# [EXERCISE BRIEF]
The required answer is each line in the entries below where "slope" occurs.

[Start of section]

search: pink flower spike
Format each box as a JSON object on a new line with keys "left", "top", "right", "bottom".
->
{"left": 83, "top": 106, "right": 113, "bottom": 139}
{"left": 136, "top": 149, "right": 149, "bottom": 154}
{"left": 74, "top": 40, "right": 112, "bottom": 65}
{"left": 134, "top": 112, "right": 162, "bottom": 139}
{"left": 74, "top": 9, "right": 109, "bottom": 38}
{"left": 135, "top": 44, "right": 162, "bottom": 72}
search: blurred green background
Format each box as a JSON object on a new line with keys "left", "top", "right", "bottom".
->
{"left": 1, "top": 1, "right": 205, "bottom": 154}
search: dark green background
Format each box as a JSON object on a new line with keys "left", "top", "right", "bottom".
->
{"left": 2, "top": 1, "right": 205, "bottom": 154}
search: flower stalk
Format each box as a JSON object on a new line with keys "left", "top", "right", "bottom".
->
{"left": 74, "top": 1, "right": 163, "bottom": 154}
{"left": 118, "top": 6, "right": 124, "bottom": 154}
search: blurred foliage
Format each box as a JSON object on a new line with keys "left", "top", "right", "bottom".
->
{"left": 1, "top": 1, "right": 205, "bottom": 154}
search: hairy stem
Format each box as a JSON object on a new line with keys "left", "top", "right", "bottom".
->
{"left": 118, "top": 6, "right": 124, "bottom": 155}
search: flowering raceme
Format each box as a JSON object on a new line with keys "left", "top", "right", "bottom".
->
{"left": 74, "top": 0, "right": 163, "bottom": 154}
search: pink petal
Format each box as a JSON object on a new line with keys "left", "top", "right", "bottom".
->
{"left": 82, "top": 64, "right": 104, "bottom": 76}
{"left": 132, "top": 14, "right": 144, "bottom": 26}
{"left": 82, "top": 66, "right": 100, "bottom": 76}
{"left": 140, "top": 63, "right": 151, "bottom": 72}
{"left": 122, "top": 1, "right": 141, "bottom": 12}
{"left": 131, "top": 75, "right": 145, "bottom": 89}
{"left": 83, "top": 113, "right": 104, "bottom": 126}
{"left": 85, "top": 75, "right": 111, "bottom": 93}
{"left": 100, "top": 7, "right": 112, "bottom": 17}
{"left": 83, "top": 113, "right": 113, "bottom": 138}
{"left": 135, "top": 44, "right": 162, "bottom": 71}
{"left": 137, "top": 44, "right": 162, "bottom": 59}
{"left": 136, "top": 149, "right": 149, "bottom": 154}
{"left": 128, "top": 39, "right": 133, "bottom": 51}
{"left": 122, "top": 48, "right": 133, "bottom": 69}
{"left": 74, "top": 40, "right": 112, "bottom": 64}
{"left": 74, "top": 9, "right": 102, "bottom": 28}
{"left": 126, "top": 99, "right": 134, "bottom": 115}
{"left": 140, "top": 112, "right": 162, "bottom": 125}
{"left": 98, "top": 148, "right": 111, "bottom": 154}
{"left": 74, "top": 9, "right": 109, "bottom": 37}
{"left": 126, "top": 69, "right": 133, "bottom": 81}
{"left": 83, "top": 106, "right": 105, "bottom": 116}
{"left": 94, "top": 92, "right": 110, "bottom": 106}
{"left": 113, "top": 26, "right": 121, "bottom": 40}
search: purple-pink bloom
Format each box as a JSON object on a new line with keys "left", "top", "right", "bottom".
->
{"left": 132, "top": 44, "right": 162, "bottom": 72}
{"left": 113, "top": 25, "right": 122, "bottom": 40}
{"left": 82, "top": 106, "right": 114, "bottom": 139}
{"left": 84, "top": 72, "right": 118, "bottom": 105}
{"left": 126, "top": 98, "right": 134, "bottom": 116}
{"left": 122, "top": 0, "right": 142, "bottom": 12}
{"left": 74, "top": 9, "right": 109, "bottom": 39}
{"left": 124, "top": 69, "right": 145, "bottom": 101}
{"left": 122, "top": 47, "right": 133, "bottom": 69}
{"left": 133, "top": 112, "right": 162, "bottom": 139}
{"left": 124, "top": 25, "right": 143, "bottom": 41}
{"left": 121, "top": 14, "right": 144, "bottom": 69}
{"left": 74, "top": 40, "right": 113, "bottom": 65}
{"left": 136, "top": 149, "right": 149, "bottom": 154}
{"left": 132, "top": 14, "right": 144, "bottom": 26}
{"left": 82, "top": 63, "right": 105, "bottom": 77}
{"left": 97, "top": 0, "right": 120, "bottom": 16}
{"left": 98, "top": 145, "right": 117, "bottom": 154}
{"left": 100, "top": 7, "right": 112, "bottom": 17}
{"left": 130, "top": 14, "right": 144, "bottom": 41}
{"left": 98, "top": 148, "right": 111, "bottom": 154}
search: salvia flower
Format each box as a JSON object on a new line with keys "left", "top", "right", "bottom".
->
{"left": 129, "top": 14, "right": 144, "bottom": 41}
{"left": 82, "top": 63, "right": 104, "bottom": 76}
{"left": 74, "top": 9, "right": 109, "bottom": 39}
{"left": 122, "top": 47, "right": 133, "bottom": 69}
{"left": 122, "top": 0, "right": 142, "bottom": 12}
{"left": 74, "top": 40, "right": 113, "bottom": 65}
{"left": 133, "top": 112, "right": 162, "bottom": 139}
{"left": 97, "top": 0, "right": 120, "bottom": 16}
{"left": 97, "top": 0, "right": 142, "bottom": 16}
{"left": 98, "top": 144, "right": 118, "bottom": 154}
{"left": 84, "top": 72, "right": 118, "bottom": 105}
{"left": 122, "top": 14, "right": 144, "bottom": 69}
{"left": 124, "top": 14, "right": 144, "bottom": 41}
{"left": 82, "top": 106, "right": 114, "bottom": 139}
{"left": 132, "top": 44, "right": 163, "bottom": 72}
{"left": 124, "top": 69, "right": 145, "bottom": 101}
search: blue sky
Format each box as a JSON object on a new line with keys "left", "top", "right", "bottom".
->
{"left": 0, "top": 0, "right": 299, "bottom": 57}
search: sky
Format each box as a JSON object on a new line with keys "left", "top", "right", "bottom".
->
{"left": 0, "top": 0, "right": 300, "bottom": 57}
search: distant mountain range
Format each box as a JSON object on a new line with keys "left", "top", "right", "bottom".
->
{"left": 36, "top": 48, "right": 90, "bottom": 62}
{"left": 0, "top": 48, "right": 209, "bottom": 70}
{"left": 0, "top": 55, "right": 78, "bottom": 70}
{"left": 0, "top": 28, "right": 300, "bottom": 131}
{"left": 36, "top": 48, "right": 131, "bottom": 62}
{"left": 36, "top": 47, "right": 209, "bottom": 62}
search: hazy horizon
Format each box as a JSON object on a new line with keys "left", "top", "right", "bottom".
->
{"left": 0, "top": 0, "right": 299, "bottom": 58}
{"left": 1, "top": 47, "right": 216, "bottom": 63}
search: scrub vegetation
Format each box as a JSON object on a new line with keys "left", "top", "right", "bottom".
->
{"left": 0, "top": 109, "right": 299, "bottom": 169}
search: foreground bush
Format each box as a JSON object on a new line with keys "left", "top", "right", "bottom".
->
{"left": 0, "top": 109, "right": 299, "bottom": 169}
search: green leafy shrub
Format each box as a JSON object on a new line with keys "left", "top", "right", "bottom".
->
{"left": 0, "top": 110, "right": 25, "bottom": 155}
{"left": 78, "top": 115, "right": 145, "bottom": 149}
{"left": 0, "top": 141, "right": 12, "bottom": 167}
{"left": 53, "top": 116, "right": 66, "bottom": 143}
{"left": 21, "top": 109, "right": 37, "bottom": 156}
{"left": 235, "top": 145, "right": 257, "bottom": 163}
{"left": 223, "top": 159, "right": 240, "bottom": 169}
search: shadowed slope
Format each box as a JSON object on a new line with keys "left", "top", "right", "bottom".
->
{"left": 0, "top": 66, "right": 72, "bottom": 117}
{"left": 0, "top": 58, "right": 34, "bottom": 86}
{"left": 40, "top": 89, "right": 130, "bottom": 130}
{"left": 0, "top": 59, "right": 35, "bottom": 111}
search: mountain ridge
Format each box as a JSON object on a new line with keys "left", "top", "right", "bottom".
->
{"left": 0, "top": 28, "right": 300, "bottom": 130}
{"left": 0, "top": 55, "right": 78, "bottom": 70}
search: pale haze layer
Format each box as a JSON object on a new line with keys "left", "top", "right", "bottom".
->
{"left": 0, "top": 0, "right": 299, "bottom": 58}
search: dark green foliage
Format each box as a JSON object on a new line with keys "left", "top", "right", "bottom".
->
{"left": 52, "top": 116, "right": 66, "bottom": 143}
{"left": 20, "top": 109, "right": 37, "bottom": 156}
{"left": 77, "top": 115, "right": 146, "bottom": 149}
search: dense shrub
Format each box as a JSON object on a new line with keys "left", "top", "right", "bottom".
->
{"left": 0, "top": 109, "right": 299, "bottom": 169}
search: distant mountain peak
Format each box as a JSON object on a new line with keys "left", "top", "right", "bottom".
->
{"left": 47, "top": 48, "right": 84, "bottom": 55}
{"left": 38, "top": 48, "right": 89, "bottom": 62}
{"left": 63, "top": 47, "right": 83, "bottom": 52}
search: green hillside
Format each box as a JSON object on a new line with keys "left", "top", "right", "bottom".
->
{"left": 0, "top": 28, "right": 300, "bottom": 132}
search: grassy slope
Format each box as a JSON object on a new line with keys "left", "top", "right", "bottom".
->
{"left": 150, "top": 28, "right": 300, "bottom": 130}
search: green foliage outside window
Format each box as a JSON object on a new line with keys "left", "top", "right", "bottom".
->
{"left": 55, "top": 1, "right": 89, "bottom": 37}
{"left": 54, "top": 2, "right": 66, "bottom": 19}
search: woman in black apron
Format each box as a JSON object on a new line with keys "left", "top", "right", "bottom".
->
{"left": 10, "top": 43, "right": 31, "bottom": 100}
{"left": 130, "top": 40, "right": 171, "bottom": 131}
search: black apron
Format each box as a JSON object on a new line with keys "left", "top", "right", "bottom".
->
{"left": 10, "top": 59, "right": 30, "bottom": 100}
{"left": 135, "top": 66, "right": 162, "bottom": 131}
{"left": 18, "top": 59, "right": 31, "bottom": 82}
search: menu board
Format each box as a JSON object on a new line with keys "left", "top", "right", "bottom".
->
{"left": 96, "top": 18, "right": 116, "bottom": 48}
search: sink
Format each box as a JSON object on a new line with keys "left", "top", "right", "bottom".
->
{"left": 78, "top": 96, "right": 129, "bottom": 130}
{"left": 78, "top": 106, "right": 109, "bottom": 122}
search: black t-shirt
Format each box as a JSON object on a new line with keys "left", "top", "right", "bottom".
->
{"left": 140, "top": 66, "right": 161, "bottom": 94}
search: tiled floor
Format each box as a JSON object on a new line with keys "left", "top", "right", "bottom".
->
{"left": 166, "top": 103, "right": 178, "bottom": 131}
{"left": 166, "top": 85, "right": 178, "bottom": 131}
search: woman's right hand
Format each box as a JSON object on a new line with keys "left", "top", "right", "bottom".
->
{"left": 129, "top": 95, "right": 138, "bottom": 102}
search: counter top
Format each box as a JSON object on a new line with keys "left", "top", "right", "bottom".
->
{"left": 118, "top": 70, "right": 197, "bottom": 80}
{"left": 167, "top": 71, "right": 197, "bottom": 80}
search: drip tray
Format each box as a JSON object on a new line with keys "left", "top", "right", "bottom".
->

[End of section]

# [THE COMPLETED TASK]
search: shadowed slope
search: grassy slope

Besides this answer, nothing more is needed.